Provided entries:
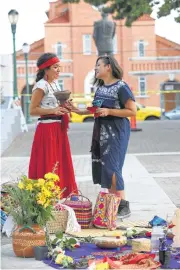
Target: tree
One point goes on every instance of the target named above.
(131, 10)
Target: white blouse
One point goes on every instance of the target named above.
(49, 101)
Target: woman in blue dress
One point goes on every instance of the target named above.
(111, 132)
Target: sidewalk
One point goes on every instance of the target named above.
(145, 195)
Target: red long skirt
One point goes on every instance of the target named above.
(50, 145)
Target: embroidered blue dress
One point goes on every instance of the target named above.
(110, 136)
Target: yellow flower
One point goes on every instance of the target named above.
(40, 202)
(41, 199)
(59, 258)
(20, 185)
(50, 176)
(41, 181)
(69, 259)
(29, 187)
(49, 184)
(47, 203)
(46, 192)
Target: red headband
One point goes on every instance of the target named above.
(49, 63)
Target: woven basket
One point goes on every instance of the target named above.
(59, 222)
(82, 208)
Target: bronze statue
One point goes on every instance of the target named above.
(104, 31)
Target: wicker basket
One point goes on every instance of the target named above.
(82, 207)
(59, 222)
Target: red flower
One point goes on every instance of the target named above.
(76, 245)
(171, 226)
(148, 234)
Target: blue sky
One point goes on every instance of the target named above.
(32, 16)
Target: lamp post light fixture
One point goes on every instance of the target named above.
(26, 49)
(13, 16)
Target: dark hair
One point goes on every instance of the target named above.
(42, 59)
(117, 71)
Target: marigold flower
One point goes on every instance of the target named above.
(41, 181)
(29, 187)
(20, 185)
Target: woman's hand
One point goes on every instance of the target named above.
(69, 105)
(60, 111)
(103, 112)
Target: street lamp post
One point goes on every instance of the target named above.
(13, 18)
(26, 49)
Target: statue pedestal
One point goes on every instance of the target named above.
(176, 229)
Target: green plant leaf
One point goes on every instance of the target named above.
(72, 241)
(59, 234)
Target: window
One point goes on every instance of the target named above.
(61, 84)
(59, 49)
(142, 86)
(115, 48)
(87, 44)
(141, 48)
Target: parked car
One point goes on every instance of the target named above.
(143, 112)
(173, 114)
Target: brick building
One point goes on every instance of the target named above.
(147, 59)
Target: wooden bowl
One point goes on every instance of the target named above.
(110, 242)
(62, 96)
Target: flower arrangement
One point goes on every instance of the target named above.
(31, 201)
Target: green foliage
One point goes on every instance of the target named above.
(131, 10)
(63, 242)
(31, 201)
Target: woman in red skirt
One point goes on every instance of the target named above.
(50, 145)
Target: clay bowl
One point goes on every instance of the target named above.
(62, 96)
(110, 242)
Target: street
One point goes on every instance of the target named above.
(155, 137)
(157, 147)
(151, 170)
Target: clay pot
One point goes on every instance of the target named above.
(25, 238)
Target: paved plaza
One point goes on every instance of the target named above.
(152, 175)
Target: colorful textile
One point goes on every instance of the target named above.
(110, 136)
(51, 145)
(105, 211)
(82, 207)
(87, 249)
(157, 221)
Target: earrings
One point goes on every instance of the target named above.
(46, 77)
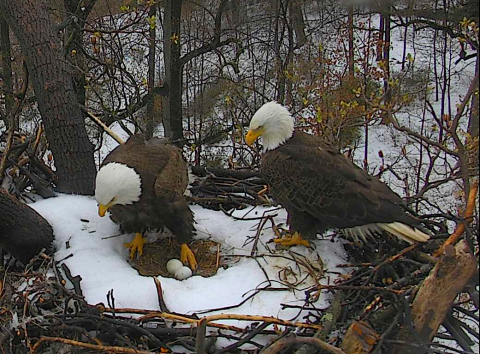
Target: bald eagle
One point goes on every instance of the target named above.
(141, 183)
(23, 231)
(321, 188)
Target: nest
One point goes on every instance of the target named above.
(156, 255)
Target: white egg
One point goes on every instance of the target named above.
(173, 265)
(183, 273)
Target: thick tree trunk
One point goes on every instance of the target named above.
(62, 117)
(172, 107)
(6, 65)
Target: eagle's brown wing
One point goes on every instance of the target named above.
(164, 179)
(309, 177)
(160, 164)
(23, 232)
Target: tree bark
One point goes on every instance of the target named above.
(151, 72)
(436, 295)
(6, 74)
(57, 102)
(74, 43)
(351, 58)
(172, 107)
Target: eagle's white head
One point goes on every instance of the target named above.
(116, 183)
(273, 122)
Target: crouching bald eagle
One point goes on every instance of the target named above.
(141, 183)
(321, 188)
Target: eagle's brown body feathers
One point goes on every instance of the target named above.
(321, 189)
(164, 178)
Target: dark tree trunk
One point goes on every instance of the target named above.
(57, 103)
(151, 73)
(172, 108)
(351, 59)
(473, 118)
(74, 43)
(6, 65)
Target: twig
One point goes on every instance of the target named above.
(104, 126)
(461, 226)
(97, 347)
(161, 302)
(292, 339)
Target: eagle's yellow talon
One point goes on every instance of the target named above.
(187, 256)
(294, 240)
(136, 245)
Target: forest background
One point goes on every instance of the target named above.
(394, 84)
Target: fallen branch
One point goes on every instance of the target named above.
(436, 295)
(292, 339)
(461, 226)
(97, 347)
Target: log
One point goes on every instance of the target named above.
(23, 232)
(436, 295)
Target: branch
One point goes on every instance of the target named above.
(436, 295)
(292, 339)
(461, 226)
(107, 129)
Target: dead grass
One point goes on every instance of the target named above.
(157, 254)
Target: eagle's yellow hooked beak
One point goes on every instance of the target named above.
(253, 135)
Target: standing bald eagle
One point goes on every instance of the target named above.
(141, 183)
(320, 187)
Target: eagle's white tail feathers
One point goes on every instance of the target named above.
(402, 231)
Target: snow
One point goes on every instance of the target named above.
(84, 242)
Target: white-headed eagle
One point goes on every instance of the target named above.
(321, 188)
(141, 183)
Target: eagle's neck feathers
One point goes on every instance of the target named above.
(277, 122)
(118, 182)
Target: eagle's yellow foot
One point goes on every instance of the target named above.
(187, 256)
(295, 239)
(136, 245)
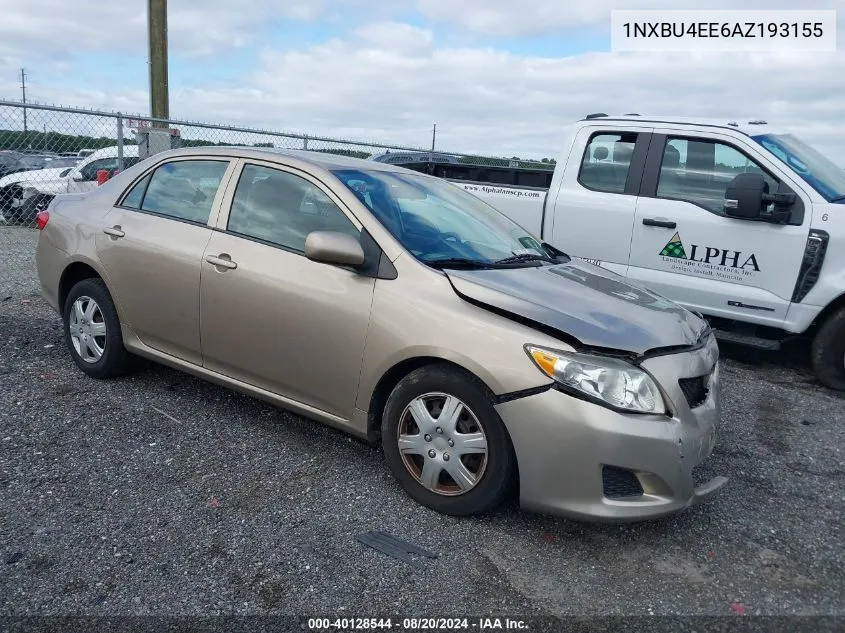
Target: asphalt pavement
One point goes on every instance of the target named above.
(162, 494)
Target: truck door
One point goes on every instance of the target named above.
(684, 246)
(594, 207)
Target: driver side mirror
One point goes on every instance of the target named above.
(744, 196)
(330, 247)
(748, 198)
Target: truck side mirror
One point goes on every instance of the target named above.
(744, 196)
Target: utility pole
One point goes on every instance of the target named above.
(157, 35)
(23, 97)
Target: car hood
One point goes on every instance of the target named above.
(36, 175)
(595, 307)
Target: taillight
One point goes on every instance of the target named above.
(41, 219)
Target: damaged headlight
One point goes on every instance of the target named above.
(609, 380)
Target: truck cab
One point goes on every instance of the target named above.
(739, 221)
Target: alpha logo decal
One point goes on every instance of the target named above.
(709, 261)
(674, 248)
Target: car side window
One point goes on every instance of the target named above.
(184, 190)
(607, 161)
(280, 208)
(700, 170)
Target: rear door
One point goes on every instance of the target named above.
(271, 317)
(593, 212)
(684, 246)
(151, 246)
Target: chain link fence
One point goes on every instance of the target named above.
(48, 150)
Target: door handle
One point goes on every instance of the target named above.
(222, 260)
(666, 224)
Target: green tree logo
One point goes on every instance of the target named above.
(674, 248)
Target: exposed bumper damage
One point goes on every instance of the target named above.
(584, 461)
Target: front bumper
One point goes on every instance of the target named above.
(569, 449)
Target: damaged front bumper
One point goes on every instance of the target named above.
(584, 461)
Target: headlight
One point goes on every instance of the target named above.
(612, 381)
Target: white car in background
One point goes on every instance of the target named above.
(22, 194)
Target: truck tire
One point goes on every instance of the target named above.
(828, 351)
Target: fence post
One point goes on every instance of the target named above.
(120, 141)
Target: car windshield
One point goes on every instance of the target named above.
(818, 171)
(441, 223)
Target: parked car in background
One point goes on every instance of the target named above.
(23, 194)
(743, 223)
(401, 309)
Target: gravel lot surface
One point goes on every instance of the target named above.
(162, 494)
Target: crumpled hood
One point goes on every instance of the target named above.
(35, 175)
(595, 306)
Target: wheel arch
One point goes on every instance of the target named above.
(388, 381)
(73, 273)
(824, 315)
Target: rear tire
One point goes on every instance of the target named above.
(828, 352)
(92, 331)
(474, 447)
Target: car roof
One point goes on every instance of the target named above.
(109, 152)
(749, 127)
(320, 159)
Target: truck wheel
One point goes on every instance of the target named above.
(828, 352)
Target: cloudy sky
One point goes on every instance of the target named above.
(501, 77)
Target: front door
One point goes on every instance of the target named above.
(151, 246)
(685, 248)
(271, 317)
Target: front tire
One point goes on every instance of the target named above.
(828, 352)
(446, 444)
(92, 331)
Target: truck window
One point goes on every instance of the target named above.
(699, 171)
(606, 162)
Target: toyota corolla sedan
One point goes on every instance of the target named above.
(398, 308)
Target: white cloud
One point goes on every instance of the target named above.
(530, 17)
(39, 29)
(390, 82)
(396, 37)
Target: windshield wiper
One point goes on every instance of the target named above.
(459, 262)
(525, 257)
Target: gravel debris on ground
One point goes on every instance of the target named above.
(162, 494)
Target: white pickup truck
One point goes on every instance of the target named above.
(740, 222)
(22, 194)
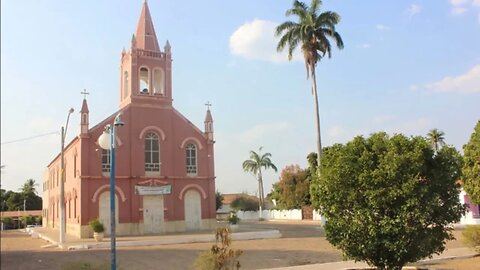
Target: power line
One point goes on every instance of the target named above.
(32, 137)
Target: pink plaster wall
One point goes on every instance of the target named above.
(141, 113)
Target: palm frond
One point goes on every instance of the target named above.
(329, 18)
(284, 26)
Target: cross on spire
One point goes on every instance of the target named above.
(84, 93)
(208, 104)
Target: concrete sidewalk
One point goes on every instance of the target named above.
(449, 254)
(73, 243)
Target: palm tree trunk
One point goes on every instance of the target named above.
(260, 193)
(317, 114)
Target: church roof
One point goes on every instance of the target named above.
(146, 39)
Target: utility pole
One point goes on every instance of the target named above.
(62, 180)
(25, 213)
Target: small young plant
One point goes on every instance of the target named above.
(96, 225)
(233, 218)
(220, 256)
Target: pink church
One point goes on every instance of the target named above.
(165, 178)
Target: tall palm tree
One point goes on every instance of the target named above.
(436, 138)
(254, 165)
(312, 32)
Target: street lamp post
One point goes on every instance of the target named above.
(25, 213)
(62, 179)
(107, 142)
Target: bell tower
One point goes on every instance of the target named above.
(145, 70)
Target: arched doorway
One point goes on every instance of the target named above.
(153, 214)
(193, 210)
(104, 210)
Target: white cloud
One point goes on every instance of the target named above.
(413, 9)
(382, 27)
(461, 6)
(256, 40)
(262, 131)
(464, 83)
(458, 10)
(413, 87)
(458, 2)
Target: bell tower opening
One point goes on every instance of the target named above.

What needs to be done:
Copy out, word for word, the stretch from the line containing "Target: bell tower opening" through the end of the items.

Response to this task:
Target: bell tower opening
One point goes on every instance of the target named above.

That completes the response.